* start Dataset rows *

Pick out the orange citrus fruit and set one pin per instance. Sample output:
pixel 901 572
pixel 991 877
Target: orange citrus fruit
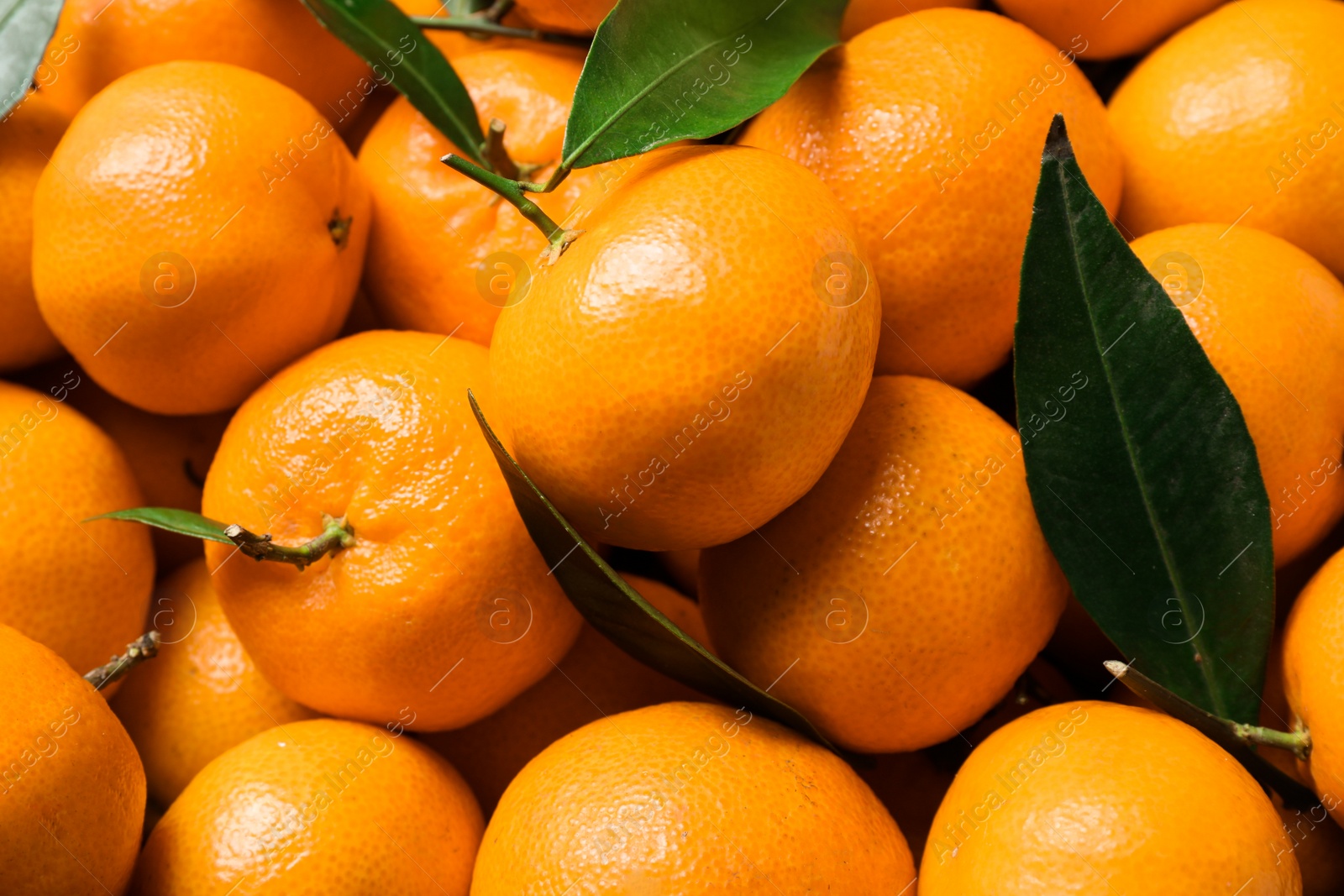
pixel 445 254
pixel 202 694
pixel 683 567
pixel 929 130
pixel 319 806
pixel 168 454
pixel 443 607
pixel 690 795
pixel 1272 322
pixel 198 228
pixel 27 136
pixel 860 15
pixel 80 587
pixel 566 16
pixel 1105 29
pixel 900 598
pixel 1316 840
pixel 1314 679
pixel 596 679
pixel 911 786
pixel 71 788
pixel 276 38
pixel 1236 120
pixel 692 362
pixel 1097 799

* end Dataset rows *
* start Dataset rows *

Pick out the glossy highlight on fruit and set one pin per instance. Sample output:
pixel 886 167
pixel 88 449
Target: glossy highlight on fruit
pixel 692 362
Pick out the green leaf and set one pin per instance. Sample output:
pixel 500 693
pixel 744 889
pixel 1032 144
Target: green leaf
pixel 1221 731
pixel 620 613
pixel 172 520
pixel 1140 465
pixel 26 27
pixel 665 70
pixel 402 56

* end Dataset rows *

* _Problem to solve_
Rewrite the data from the line with "Pick out the orange" up to and including the line with "pixel 1097 799", changing "Sample output" to "Example output" and leaving everything else as it stands. Omit the pictures from your answer.

* _Task solution_
Pick out the orange citrus fruit and set one pin per instance. Example output:
pixel 901 572
pixel 991 877
Target: orange citrus fruit
pixel 445 254
pixel 202 694
pixel 683 567
pixel 929 130
pixel 319 806
pixel 168 454
pixel 443 607
pixel 690 795
pixel 1272 322
pixel 198 228
pixel 27 136
pixel 860 15
pixel 80 587
pixel 566 16
pixel 1105 29
pixel 900 598
pixel 1316 840
pixel 1314 679
pixel 596 679
pixel 911 786
pixel 71 788
pixel 276 38
pixel 1236 120
pixel 692 362
pixel 1097 799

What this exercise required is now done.